## Deskripsi Tugas
Identifikasi semua baris dalam entri di bawah ini yang mengandung kata "yellow", lalu salin setiap baris tersebut.

----------------------------------------

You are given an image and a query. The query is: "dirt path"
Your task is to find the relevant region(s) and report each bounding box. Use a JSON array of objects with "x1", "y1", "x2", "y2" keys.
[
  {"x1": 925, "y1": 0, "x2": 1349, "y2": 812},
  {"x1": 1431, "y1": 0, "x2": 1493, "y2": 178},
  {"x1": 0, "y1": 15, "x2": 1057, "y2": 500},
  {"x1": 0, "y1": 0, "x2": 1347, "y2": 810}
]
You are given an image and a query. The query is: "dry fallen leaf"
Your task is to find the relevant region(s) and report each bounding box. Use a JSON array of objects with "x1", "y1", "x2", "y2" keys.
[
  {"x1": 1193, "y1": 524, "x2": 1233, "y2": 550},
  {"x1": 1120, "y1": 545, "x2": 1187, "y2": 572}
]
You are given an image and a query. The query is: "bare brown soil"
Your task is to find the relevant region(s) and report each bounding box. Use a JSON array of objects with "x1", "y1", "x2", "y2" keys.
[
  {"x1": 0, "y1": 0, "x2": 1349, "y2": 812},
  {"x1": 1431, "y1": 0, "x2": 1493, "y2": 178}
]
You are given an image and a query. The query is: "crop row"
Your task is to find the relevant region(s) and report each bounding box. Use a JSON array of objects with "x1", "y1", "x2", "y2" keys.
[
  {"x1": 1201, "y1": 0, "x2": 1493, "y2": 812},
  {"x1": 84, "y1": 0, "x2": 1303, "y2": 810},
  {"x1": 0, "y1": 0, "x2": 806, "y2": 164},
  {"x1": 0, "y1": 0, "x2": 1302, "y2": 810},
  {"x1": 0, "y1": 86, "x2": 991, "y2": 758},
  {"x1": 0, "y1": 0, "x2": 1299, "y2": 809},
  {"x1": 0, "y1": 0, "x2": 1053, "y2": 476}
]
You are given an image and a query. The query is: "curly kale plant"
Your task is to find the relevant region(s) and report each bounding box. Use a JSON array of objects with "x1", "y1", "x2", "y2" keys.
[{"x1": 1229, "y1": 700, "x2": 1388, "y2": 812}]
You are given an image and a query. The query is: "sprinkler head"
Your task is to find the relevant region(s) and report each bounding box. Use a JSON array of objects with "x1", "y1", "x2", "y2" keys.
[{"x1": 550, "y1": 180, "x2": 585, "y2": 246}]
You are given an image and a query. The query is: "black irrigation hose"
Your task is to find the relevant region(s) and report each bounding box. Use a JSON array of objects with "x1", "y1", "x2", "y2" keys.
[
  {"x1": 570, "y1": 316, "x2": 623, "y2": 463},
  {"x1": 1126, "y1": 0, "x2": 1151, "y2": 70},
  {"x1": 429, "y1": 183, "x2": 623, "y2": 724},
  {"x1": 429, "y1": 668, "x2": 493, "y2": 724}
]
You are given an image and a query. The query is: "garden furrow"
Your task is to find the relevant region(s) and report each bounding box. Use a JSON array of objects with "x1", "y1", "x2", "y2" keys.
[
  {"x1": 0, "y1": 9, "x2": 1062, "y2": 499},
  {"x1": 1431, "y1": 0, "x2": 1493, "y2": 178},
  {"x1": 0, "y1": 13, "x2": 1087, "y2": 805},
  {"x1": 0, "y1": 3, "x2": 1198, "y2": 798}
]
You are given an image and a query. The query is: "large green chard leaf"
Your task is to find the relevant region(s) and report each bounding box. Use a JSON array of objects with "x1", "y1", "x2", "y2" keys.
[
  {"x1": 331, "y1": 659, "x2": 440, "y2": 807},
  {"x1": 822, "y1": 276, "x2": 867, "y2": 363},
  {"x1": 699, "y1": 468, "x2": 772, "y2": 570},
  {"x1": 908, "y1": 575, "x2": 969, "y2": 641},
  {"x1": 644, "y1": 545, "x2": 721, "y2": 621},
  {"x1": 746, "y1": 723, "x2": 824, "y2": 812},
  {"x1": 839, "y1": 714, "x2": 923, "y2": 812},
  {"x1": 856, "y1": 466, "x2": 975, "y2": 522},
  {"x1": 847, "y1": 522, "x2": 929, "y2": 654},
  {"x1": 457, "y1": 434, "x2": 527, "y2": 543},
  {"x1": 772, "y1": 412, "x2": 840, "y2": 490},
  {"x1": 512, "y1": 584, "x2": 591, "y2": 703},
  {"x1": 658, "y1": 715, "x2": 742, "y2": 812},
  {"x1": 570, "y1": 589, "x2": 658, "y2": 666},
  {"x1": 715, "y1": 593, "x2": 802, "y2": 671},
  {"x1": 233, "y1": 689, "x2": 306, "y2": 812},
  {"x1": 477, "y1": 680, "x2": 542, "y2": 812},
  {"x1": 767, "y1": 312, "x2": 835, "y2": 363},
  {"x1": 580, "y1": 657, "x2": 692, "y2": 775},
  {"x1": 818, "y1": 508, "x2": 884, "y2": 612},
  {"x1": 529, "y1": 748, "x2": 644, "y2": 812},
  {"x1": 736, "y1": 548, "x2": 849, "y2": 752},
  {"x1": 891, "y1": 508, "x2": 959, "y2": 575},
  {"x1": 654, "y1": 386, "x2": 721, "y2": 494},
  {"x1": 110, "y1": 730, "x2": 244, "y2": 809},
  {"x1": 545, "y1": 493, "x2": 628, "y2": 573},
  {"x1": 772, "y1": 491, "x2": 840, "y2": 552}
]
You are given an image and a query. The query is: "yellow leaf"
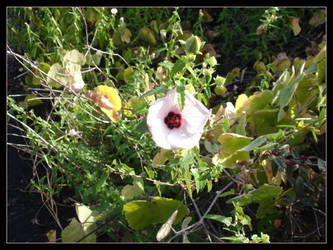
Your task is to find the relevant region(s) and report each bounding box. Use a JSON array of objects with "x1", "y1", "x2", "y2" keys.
[
  {"x1": 235, "y1": 94, "x2": 249, "y2": 113},
  {"x1": 290, "y1": 16, "x2": 301, "y2": 36},
  {"x1": 152, "y1": 148, "x2": 168, "y2": 168},
  {"x1": 96, "y1": 85, "x2": 121, "y2": 122},
  {"x1": 121, "y1": 177, "x2": 144, "y2": 200},
  {"x1": 46, "y1": 230, "x2": 56, "y2": 242},
  {"x1": 75, "y1": 203, "x2": 95, "y2": 232}
]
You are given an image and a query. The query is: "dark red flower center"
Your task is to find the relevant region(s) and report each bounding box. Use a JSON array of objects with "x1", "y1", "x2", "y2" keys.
[{"x1": 164, "y1": 111, "x2": 182, "y2": 129}]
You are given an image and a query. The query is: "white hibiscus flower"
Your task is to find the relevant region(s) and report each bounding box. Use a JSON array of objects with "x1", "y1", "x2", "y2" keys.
[{"x1": 147, "y1": 89, "x2": 209, "y2": 149}]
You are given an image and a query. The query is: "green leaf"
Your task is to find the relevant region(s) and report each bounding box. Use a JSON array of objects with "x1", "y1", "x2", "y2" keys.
[
  {"x1": 96, "y1": 173, "x2": 109, "y2": 193},
  {"x1": 237, "y1": 133, "x2": 276, "y2": 152},
  {"x1": 176, "y1": 80, "x2": 185, "y2": 110},
  {"x1": 294, "y1": 175, "x2": 304, "y2": 198},
  {"x1": 180, "y1": 150, "x2": 193, "y2": 199},
  {"x1": 219, "y1": 188, "x2": 235, "y2": 197},
  {"x1": 24, "y1": 95, "x2": 43, "y2": 107},
  {"x1": 218, "y1": 133, "x2": 252, "y2": 167},
  {"x1": 170, "y1": 59, "x2": 185, "y2": 78},
  {"x1": 32, "y1": 62, "x2": 50, "y2": 86},
  {"x1": 309, "y1": 9, "x2": 326, "y2": 27},
  {"x1": 63, "y1": 49, "x2": 86, "y2": 65},
  {"x1": 204, "y1": 139, "x2": 220, "y2": 154},
  {"x1": 46, "y1": 63, "x2": 69, "y2": 88},
  {"x1": 61, "y1": 218, "x2": 96, "y2": 242},
  {"x1": 204, "y1": 214, "x2": 232, "y2": 227},
  {"x1": 227, "y1": 184, "x2": 282, "y2": 206},
  {"x1": 123, "y1": 67, "x2": 134, "y2": 84},
  {"x1": 182, "y1": 216, "x2": 192, "y2": 243},
  {"x1": 141, "y1": 85, "x2": 168, "y2": 98},
  {"x1": 123, "y1": 197, "x2": 189, "y2": 230},
  {"x1": 86, "y1": 51, "x2": 103, "y2": 66},
  {"x1": 272, "y1": 156, "x2": 284, "y2": 176},
  {"x1": 279, "y1": 71, "x2": 305, "y2": 109}
]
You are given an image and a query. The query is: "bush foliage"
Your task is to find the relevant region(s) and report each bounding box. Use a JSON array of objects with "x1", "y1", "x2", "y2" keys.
[{"x1": 7, "y1": 8, "x2": 326, "y2": 242}]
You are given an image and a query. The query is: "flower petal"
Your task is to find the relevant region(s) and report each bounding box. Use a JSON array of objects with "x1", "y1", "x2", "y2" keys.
[
  {"x1": 147, "y1": 89, "x2": 209, "y2": 149},
  {"x1": 182, "y1": 91, "x2": 209, "y2": 134},
  {"x1": 147, "y1": 98, "x2": 171, "y2": 149},
  {"x1": 167, "y1": 126, "x2": 202, "y2": 149}
]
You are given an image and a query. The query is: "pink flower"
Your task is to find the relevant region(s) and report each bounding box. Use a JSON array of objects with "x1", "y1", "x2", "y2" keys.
[
  {"x1": 160, "y1": 31, "x2": 166, "y2": 38},
  {"x1": 147, "y1": 89, "x2": 209, "y2": 149}
]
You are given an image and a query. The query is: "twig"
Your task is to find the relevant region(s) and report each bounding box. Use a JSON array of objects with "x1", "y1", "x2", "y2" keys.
[{"x1": 168, "y1": 181, "x2": 233, "y2": 242}]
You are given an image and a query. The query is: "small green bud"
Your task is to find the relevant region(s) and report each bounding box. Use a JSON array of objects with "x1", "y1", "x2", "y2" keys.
[
  {"x1": 185, "y1": 36, "x2": 201, "y2": 54},
  {"x1": 253, "y1": 61, "x2": 266, "y2": 73}
]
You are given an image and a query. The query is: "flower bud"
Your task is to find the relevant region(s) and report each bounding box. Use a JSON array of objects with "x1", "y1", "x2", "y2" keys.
[
  {"x1": 185, "y1": 36, "x2": 201, "y2": 54},
  {"x1": 214, "y1": 85, "x2": 227, "y2": 96}
]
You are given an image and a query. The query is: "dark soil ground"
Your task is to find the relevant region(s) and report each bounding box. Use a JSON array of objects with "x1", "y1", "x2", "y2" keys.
[
  {"x1": 6, "y1": 7, "x2": 326, "y2": 243},
  {"x1": 7, "y1": 54, "x2": 75, "y2": 242}
]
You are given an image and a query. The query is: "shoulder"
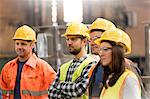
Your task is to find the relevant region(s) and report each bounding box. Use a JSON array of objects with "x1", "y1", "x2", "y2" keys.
[{"x1": 123, "y1": 75, "x2": 141, "y2": 99}]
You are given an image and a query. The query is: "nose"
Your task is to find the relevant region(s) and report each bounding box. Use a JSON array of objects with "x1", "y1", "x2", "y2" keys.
[
  {"x1": 98, "y1": 50, "x2": 104, "y2": 57},
  {"x1": 66, "y1": 39, "x2": 72, "y2": 45}
]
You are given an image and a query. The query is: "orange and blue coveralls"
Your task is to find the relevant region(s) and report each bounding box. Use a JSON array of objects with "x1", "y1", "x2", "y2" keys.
[{"x1": 0, "y1": 54, "x2": 56, "y2": 99}]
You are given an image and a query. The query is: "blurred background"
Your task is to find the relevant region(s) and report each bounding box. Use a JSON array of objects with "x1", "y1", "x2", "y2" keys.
[{"x1": 0, "y1": 0, "x2": 150, "y2": 96}]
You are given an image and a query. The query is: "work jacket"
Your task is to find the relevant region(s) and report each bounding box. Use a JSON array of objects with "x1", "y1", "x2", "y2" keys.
[
  {"x1": 0, "y1": 54, "x2": 56, "y2": 99},
  {"x1": 100, "y1": 69, "x2": 140, "y2": 99},
  {"x1": 60, "y1": 55, "x2": 95, "y2": 99}
]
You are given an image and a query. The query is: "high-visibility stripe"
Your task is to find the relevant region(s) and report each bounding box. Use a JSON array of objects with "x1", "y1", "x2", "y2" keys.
[
  {"x1": 22, "y1": 90, "x2": 48, "y2": 96},
  {"x1": 2, "y1": 90, "x2": 14, "y2": 95}
]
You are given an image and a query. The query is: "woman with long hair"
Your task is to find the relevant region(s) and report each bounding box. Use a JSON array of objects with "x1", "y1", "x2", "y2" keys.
[{"x1": 95, "y1": 28, "x2": 141, "y2": 99}]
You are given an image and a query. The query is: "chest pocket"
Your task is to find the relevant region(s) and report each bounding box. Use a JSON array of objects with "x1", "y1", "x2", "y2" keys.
[{"x1": 22, "y1": 71, "x2": 44, "y2": 90}]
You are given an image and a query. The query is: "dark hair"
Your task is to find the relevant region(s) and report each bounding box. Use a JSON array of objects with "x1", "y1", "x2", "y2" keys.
[{"x1": 102, "y1": 41, "x2": 125, "y2": 89}]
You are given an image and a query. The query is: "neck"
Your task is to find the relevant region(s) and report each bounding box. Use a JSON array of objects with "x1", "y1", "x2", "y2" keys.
[{"x1": 75, "y1": 48, "x2": 87, "y2": 59}]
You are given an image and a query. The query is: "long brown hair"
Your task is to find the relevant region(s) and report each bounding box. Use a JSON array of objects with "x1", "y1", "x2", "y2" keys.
[{"x1": 102, "y1": 41, "x2": 125, "y2": 89}]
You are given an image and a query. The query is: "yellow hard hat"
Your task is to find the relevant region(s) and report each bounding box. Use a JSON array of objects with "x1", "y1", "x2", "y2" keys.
[
  {"x1": 62, "y1": 22, "x2": 90, "y2": 39},
  {"x1": 94, "y1": 28, "x2": 131, "y2": 54},
  {"x1": 13, "y1": 25, "x2": 36, "y2": 42},
  {"x1": 88, "y1": 18, "x2": 116, "y2": 33}
]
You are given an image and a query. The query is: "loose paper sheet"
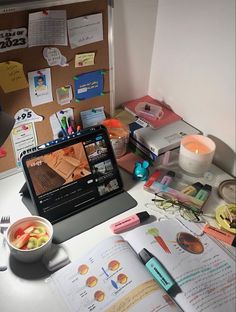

----------------------------------------

## Jawaban
You are given an image and a query. The query is: "yellow leaf"
You are given an image and a query. The query is: "yellow hard hat"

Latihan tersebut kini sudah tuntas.